Your objective — Scan the data for "white" and copy each matching line.

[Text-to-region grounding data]
════════

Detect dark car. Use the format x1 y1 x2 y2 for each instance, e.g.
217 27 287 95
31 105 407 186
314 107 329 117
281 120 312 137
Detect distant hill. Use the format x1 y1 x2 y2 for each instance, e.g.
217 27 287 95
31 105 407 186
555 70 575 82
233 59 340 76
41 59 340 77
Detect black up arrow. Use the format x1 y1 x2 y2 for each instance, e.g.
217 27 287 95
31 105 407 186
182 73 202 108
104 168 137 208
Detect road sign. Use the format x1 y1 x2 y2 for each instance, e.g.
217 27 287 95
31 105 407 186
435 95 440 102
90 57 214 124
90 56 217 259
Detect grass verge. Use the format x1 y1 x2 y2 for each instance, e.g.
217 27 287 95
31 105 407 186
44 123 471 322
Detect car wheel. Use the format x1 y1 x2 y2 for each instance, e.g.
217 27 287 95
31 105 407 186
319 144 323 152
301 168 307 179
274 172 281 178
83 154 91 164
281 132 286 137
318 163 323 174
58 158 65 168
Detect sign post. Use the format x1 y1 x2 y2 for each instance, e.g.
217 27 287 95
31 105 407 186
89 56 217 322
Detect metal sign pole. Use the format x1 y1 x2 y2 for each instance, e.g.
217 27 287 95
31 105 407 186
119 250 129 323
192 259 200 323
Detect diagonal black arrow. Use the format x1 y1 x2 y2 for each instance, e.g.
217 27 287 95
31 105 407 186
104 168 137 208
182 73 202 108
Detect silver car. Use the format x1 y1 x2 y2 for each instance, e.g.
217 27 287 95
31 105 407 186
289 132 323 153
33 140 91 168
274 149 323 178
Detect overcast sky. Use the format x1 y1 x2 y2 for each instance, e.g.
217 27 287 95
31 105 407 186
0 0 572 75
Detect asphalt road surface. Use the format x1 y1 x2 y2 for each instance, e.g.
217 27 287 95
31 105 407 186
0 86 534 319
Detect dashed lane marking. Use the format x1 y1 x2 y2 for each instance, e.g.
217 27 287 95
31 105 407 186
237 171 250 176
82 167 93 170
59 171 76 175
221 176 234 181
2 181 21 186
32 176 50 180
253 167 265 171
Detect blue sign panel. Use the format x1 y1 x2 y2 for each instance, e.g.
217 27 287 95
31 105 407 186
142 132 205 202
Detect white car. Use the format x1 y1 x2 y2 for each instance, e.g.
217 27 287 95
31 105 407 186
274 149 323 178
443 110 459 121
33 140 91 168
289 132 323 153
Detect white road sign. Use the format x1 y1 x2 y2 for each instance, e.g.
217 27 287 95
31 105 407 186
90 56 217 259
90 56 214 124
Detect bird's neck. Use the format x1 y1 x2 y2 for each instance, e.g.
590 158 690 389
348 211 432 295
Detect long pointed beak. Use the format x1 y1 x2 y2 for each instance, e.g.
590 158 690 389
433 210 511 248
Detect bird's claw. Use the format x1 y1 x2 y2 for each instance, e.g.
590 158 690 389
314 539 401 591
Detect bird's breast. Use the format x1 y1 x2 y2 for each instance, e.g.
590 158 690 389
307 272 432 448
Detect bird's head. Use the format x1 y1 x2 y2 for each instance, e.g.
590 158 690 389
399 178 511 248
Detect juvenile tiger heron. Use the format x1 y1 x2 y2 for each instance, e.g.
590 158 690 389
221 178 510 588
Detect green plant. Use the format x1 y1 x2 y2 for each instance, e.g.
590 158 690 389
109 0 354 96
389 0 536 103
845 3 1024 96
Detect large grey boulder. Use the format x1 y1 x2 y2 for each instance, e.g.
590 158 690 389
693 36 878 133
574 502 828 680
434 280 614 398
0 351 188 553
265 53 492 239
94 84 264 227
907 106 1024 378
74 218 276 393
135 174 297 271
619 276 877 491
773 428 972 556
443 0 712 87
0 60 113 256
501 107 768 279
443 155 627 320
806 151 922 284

════════

Solved problem —
Detect white car. Use the format x1 y1 x2 y2 for each instance, e.g.
Detect white road sign. Use the format x1 y1 x2 y2 for each instance, e.g.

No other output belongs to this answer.